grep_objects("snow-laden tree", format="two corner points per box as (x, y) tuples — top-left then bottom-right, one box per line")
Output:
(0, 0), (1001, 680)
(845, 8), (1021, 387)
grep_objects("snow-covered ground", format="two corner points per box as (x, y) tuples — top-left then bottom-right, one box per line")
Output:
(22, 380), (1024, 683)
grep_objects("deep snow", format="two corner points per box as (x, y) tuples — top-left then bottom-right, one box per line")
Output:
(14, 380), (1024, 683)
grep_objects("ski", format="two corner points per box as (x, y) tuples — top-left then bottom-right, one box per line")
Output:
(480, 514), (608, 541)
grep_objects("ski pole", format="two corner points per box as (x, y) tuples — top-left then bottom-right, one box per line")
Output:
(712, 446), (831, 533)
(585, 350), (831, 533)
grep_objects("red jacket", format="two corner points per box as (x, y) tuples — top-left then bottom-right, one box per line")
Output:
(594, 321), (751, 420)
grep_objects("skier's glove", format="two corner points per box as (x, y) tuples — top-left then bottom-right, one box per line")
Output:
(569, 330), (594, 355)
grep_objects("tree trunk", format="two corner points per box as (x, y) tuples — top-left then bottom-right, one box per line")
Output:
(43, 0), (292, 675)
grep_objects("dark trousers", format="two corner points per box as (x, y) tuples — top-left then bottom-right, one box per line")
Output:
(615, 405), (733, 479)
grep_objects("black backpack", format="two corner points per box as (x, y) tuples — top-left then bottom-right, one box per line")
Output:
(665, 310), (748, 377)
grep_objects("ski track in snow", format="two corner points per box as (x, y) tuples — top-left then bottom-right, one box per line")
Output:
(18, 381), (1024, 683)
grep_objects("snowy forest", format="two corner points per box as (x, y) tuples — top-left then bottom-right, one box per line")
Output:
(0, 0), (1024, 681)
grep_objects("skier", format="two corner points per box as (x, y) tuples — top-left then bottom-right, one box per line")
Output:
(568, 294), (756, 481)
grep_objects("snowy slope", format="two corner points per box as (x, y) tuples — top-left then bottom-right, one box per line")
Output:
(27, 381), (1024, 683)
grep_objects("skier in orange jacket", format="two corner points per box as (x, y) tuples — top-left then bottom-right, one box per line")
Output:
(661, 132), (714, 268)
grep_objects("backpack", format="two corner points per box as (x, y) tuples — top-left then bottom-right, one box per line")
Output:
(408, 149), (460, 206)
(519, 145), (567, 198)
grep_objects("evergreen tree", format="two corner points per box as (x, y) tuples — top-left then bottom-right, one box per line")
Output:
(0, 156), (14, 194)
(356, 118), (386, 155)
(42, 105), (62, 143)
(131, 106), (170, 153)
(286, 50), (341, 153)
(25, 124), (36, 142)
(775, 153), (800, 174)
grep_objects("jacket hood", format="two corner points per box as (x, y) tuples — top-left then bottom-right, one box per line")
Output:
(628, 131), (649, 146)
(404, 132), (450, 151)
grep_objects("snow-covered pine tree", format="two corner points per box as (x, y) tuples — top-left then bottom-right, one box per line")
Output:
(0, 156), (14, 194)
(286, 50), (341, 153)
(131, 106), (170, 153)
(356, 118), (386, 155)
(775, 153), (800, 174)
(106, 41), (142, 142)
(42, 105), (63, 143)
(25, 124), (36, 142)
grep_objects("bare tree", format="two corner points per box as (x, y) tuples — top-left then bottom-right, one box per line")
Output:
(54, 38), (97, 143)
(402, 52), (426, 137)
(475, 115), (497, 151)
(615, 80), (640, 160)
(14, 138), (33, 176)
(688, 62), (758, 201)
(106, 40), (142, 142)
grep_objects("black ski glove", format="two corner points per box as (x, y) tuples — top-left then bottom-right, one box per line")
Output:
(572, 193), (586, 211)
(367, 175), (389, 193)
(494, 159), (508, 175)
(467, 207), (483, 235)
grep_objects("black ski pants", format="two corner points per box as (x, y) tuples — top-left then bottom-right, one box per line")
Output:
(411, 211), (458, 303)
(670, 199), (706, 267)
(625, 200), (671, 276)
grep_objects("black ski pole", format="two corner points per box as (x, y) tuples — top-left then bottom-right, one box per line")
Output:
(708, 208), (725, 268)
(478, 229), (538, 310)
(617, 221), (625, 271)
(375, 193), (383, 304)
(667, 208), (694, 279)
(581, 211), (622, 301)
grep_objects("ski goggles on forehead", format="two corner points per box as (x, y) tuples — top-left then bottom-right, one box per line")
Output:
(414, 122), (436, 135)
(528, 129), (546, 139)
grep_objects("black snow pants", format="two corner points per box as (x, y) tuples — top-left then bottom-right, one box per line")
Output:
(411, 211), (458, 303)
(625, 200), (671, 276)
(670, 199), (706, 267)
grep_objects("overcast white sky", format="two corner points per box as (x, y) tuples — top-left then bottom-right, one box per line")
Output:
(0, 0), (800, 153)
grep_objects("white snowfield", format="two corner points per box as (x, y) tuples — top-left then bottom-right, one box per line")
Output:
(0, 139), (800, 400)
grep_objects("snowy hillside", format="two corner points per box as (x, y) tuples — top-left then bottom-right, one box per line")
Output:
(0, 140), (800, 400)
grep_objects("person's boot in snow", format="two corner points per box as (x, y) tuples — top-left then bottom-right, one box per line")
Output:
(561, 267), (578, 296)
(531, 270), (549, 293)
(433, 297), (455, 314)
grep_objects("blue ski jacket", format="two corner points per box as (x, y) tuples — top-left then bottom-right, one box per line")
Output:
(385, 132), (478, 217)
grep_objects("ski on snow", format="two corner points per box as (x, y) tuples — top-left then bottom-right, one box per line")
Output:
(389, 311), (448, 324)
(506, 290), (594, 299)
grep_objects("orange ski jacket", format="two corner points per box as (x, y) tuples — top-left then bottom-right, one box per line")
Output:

○ ○ ○ ○ ○

* **Goal**
Set down all of the records shown above once more, exactly.

* **Task result**
grep_objects("snow-laden tree", format="two corner points per box as (x, y) tuples — top-left then bottom-right, one box per line")
Output:
(0, 0), (1001, 680)
(845, 8), (1021, 387)
grep_objects("snow-covered ground", format="two corner points per box as (x, y) tuples — top-left then bottom-right, one box per line")
Output:
(22, 380), (1024, 683)
grep_objects("deep snow", format="two corner points per box as (x, y) tuples — top-left then bottom-right, one box per line")
Output:
(14, 380), (1024, 683)
grep_objects("ski", format="two corner points per box as (x, y) tuples — top-left then bottom-right, one box per line")
Output:
(480, 514), (608, 541)
grep_objects("ski pole", format="two corner points per box as (x, y) tuples — top-left then bottom-right, one box per line")
Output:
(712, 446), (831, 533)
(585, 350), (831, 533)
grep_objects("red jacket", format="two corner points per box as (x, y) tuples — top-left then bottom-right, one box per line")
Output:
(594, 321), (751, 420)
grep_objects("skier's glove", format="two corner points per box as (x, y) tuples — top-left then bottom-right, one box per line")
Output:
(569, 330), (594, 355)
grep_objects("tree trunk", format="two corner points per box as (x, y) tuples — top-left then bottom-right, one box per line")
Output:
(43, 0), (292, 675)
grep_objects("dark trousers", format="two corner points per box as (x, y) tuples — top-left then bottom-right, one box per line")
Output:
(615, 405), (733, 479)
grep_objects("black backpack", format="two corner points per box as (x, y) tuples — top-left then bottom-right, one box per line")
Output:
(665, 310), (748, 377)
grep_objects("ski track in snow", format="two corner points per box as (x, y) tuples — top-left then bottom-right, one box per line")
Output:
(18, 381), (1024, 683)
grep_objects("snowy forest", format="two corner points per box as (x, y) tuples — top-left then bottom-right, one box per line")
Output:
(0, 0), (1024, 681)
grep_objects("skier", format="two corner points per box as (x, y) tuples — top-left then bottom-right, one box per line")
Output:
(568, 294), (756, 481)
grep_objects("snowy slope", format="two corner points per box as (x, y) tuples — top-left then bottom-right, one box per line")
Output:
(27, 381), (1024, 683)
grep_objects("skier in orange jacket", format="two corner points per box as (x, y) tuples — top-left then bottom-right, one box per line")
Output:
(661, 132), (714, 268)
grep_objects("backpack", format="two corner points per box as (x, y) tuples — top-left then bottom-right, one box per line")
Output:
(408, 149), (460, 206)
(519, 145), (567, 198)
grep_objects("evergreen tree", format="two corner points per box as (x, y) tuples — top-left then bottom-right, one box per line")
Output:
(0, 156), (14, 194)
(356, 118), (386, 155)
(42, 105), (62, 143)
(131, 106), (170, 153)
(286, 50), (341, 153)
(25, 124), (36, 142)
(775, 153), (800, 174)
grep_objects("jacket hood", format="two corner points per box as (x, y) tuples — top-left then bottom-right, one box per line")
Output:
(628, 131), (649, 146)
(404, 132), (450, 151)
grep_objects("snow-covered pine tree", format="two corner points per box as (x, y) tuples — top-left then bottom-right, one box per line")
Output:
(0, 156), (14, 194)
(286, 50), (341, 153)
(131, 106), (170, 153)
(356, 118), (386, 155)
(775, 153), (800, 174)
(106, 41), (142, 142)
(42, 105), (63, 143)
(25, 124), (36, 142)
grep_objects("bare tree", format="two corner points per box as (x, y) tuples — top-left then bottom-right, one box per line")
Output:
(54, 38), (97, 143)
(402, 52), (426, 137)
(475, 115), (497, 151)
(615, 80), (640, 160)
(14, 138), (33, 176)
(688, 62), (758, 201)
(106, 40), (142, 142)
grep_objects("black ski glove", format="two corner points per box as (x, y) tuples — top-left then bottom-right, one box per line")
Output:
(572, 193), (586, 211)
(367, 175), (389, 193)
(494, 159), (508, 175)
(467, 207), (483, 235)
grep_objects("black ski pants", format="two corner points per box as (x, y) tuples — top-left then bottom-right, one box per line")
Output:
(411, 211), (458, 303)
(670, 199), (706, 267)
(625, 200), (671, 276)
grep_objects("black ski pole", format="two corner points per box as (x, y) tuples — top-left then bottom-right, one box per line")
Output:
(708, 208), (725, 268)
(478, 229), (538, 310)
(617, 221), (625, 271)
(375, 193), (383, 304)
(667, 208), (694, 279)
(581, 211), (622, 301)
grep_objects("ski goggles on forehead", format="two corner points per box as (x, y) tuples — top-left then bottom-right, one box per line")
Output:
(414, 122), (436, 135)
(528, 129), (546, 139)
grep_objects("black snow pants", format="two corner points per box as (x, y) tuples — top-left then bottom-right, one box per line")
Output:
(411, 211), (458, 303)
(625, 200), (671, 276)
(670, 199), (706, 267)
grep_objects("overcast white sky", format="two corner points per box as (x, y) tuples — top-left then bottom-right, one box per line")
Output:
(0, 0), (800, 153)
grep_objects("white snowfield", format="two corner points per box as (x, y) tuples — top-left then bottom-right, one box per line")
Output:
(0, 139), (800, 400)
grep_objects("snowy hillside", format="two corner points per box as (x, y) tuples — top-left then bottom-right, one box per line")
Output:
(0, 140), (800, 400)
grep_objects("person's boot in snow", format="two corner points per box as (x, y) tuples — top-left then bottom-right, one box per line")
Output:
(561, 267), (578, 296)
(531, 270), (549, 293)
(433, 297), (455, 314)
grep_objects("blue ski jacket", format="two corner points per box as (x, y) tuples — top-left then bottom-right, one box per line")
Output:
(385, 132), (478, 217)
grep_objects("ski on snow", format="two corner points per box as (x, y) tuples — top-left then bottom-right, one box per line")
Output:
(389, 311), (448, 324)
(506, 290), (594, 299)
grep_objects("orange ski jacket", format="two corner points per box as (x, y) tuples — top-left then bottom-right, one box per line")
Output:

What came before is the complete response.